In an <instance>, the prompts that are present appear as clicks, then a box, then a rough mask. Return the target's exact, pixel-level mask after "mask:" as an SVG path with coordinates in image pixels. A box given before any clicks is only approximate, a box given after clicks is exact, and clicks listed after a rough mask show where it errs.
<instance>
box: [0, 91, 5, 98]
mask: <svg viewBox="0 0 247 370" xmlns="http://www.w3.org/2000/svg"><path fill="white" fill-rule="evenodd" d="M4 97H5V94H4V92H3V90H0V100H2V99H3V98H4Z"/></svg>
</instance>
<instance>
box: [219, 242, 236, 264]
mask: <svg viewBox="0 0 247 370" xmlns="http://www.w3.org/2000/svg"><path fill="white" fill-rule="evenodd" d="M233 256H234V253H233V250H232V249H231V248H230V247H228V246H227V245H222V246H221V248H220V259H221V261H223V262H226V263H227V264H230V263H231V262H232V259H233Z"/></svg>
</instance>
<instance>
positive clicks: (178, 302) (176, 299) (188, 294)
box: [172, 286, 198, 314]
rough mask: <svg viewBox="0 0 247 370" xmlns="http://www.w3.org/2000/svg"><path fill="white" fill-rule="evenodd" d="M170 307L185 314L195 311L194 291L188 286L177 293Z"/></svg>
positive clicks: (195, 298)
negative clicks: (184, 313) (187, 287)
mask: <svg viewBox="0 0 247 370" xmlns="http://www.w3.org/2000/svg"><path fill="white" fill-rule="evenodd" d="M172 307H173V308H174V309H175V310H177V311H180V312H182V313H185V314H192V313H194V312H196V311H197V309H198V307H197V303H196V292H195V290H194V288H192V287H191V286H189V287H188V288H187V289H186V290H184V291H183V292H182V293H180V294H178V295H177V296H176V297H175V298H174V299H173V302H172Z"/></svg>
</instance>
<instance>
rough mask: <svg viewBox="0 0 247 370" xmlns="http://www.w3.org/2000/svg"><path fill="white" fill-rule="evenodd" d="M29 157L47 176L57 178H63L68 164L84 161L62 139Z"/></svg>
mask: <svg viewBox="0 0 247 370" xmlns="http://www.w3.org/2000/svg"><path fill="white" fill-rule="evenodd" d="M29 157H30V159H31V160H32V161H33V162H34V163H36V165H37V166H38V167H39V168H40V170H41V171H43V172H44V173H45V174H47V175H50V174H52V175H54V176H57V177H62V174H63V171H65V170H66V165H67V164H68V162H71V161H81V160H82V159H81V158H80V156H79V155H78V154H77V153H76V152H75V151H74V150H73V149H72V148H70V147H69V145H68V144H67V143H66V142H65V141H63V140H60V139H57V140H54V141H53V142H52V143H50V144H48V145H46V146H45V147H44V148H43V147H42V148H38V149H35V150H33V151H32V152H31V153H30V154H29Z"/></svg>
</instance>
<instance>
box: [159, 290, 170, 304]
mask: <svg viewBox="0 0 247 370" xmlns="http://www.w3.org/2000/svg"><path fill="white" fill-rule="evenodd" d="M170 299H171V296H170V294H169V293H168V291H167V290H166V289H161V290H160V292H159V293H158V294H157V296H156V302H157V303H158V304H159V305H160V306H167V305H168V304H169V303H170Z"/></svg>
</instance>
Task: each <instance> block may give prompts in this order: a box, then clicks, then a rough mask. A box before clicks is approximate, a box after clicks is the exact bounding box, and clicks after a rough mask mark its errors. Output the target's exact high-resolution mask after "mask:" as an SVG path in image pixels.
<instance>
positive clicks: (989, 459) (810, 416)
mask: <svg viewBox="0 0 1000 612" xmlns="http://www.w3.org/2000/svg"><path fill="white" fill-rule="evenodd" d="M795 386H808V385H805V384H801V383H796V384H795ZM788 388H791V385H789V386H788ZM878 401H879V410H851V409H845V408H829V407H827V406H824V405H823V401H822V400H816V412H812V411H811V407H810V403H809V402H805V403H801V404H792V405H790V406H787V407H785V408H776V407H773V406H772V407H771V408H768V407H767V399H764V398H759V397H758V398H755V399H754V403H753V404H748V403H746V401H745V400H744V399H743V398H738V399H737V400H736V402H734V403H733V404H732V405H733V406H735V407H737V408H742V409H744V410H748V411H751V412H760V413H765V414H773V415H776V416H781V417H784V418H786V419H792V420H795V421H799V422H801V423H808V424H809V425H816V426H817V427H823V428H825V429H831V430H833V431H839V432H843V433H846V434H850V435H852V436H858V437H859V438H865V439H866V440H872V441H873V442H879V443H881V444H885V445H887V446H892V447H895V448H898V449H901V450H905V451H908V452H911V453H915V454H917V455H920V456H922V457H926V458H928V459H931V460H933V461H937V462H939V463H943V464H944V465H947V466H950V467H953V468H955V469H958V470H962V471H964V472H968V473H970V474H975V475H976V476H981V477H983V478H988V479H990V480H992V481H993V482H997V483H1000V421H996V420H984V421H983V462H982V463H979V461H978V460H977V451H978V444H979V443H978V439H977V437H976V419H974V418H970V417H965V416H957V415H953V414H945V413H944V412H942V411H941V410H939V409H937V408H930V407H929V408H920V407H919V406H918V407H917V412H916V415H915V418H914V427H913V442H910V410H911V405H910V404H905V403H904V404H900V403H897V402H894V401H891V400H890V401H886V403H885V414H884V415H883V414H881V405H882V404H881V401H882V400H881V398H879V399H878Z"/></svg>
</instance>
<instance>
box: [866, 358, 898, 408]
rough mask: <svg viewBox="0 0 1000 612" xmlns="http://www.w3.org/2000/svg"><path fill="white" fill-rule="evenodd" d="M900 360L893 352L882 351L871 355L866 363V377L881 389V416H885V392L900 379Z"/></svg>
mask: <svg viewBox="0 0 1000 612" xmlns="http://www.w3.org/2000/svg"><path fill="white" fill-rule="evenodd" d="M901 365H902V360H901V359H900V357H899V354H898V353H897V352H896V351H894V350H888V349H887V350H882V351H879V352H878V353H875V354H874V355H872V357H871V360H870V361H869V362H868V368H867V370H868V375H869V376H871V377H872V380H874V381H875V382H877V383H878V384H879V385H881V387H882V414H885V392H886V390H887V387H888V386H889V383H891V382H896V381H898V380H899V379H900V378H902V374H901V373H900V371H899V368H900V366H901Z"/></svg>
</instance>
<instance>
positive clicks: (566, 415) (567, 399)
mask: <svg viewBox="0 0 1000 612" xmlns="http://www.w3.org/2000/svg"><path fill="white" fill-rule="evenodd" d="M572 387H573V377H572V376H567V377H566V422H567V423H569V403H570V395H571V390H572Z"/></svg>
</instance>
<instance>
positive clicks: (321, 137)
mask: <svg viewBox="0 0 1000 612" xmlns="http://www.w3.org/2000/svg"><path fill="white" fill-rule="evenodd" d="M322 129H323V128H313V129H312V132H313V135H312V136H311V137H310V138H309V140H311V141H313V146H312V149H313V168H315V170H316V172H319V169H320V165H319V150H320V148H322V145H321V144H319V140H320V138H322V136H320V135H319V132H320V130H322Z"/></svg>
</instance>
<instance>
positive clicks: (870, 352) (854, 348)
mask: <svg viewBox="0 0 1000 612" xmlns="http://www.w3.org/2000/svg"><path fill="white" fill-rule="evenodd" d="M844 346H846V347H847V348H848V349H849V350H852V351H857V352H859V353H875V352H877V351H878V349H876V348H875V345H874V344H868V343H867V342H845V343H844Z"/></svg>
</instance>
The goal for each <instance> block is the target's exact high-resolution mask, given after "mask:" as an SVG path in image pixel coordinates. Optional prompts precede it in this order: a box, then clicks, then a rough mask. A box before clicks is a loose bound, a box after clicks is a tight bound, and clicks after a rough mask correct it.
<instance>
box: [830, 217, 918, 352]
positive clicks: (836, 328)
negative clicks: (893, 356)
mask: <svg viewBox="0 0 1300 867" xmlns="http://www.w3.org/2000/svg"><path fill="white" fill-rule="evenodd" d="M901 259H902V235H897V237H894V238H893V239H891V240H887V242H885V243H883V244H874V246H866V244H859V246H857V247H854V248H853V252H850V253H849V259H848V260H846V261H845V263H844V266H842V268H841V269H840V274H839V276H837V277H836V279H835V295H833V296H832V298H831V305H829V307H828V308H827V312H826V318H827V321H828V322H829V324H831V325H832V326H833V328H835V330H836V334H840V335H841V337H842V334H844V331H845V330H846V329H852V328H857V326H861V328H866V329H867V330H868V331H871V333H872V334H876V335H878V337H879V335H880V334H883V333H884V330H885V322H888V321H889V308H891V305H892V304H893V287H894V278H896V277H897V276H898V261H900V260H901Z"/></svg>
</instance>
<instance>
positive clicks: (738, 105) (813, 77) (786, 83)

**YOUR INSTRUCTIONS**
Show every line of the entries above that contains the string "negative", matching case exactly.

**RESULT OF THIS EXERCISE**
negative clicks: (184, 313) (187, 287)
negative clicks: (893, 356)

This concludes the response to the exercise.